EXERCISE
Pick out each line in the material below that contains the word "blue" and copy those lines.

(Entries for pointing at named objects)
◇ ◇ ◇
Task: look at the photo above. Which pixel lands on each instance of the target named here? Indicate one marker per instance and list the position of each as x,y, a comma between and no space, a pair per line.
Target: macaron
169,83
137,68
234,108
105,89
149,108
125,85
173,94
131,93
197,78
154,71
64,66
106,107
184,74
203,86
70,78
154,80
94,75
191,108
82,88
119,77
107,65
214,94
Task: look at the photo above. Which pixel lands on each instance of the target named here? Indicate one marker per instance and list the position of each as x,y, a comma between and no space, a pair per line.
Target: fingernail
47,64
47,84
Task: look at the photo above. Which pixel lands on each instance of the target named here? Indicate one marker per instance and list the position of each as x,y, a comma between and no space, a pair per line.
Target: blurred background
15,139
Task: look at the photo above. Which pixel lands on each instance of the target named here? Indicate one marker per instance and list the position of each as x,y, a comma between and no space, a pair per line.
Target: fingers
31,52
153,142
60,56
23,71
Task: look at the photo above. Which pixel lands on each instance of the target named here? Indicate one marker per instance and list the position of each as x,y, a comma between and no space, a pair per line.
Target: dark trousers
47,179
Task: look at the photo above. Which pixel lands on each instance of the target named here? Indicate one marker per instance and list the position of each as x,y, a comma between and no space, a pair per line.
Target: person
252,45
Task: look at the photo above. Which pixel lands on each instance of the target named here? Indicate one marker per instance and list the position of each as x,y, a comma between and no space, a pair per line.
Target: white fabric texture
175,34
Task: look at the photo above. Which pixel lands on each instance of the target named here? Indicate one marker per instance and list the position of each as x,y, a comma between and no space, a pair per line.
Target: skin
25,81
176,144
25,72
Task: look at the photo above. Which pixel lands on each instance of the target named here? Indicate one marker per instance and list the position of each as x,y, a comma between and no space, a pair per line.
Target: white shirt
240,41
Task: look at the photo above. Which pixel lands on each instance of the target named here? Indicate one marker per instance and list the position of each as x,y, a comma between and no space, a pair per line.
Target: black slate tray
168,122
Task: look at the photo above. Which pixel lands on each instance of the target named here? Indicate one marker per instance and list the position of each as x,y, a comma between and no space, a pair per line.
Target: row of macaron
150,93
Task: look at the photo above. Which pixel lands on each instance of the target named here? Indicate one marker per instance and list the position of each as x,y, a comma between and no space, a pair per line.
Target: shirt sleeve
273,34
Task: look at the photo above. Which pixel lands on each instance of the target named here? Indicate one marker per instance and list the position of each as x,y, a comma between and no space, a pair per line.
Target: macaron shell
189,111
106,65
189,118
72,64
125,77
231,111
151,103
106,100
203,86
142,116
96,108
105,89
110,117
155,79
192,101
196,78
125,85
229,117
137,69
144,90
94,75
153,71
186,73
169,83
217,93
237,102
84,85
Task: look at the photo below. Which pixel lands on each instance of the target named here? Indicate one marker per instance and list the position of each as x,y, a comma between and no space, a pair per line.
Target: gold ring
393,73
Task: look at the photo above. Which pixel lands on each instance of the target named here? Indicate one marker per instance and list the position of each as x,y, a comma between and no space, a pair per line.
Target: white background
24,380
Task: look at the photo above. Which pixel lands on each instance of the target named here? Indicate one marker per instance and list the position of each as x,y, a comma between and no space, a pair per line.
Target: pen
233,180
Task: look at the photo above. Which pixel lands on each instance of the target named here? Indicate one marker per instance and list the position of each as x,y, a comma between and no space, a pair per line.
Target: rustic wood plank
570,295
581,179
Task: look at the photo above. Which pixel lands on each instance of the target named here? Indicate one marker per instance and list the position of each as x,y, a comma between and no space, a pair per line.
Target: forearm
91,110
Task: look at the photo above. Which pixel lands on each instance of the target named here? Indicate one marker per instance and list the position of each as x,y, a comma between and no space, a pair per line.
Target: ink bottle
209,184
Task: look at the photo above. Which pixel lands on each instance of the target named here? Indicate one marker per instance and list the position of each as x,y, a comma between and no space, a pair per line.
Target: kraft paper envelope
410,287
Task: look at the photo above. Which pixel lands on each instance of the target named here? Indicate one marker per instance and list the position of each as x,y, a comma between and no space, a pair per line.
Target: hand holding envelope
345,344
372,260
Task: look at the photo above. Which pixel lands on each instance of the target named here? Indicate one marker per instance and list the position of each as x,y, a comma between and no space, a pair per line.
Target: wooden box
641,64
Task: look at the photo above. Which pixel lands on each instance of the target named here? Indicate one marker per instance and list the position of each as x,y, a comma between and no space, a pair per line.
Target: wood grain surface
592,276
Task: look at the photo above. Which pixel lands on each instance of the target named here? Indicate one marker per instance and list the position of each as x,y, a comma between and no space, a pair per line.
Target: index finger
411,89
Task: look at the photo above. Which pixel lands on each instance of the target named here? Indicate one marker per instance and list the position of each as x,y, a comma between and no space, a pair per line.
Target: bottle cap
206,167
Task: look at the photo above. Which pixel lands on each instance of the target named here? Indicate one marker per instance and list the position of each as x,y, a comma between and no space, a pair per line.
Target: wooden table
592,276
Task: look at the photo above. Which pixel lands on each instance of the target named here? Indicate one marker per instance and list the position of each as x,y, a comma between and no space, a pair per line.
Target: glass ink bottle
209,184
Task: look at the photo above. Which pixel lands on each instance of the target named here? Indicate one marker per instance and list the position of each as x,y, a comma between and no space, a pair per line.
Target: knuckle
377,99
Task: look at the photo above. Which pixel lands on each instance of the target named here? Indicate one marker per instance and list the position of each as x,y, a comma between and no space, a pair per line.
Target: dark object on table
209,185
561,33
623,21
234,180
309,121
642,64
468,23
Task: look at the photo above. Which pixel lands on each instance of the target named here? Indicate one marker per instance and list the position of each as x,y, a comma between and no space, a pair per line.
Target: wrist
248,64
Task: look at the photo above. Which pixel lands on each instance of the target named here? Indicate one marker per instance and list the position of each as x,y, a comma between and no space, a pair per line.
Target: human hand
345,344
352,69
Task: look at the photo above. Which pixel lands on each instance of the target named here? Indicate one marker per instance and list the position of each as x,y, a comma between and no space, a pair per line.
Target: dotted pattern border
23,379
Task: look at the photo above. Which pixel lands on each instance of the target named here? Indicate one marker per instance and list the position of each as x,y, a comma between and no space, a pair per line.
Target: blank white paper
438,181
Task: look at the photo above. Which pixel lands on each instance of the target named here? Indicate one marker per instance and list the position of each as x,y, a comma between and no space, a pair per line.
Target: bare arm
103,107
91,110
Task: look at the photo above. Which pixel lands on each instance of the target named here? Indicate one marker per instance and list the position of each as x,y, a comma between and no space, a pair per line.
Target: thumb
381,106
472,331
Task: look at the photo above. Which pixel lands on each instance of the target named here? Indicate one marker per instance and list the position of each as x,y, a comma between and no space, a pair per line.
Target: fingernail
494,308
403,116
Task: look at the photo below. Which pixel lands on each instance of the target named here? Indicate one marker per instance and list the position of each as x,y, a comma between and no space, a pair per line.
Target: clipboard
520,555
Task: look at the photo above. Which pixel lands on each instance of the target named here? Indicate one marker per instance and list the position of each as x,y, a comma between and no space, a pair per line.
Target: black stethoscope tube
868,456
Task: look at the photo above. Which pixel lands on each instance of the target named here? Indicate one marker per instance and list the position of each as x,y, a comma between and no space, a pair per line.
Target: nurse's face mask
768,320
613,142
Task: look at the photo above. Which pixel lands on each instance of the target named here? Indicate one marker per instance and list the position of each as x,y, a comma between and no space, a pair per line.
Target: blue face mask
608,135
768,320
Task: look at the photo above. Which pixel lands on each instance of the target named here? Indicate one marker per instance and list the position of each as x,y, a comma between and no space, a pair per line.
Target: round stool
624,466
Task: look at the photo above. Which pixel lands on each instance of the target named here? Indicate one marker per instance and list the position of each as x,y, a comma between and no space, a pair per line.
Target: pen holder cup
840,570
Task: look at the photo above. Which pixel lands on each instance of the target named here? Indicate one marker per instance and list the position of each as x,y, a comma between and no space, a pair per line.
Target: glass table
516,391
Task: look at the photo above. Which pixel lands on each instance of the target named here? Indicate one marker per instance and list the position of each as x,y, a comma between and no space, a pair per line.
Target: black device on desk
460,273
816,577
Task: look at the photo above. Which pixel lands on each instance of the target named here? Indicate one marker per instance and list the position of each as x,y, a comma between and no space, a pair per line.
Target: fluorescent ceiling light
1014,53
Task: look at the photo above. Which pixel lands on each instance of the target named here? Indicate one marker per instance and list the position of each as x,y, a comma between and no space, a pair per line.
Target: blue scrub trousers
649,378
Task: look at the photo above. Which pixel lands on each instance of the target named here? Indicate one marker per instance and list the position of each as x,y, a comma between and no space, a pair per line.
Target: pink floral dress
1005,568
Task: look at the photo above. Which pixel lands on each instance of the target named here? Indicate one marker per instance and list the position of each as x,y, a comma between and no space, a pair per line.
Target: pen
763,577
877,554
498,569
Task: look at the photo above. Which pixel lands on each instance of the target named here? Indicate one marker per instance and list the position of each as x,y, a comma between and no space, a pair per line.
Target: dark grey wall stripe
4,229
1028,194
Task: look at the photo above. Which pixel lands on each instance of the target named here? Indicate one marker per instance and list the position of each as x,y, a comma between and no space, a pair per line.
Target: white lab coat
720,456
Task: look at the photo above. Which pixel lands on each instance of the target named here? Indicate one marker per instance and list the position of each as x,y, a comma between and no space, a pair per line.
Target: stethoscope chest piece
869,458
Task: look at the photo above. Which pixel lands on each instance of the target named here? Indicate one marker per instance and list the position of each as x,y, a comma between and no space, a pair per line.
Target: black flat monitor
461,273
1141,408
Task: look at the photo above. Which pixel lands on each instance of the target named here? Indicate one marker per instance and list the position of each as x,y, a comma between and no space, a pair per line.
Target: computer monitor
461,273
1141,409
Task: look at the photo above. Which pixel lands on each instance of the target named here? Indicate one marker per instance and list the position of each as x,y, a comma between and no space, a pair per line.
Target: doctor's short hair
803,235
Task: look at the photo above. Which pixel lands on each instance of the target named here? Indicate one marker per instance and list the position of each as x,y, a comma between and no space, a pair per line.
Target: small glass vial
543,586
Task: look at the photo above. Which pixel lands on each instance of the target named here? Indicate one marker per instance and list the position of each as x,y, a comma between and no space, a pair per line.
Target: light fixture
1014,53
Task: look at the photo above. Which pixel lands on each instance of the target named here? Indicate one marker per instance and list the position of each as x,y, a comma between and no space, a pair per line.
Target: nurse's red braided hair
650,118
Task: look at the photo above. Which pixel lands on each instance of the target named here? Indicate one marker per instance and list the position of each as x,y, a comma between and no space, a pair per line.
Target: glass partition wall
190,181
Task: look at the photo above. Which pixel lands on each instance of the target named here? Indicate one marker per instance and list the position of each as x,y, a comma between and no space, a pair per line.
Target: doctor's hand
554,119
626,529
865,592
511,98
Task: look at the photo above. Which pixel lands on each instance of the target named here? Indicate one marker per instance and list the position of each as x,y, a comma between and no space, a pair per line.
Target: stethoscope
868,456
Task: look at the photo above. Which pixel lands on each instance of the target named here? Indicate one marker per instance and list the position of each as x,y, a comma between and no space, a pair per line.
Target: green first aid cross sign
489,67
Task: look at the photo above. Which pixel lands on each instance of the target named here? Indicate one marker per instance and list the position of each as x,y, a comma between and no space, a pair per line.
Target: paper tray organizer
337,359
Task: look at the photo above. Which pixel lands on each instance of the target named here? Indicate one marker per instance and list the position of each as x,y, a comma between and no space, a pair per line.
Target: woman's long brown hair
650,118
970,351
◇ ◇ ◇
WORKED ANSWER
Target: blue face mask
Target: blue scrub trousers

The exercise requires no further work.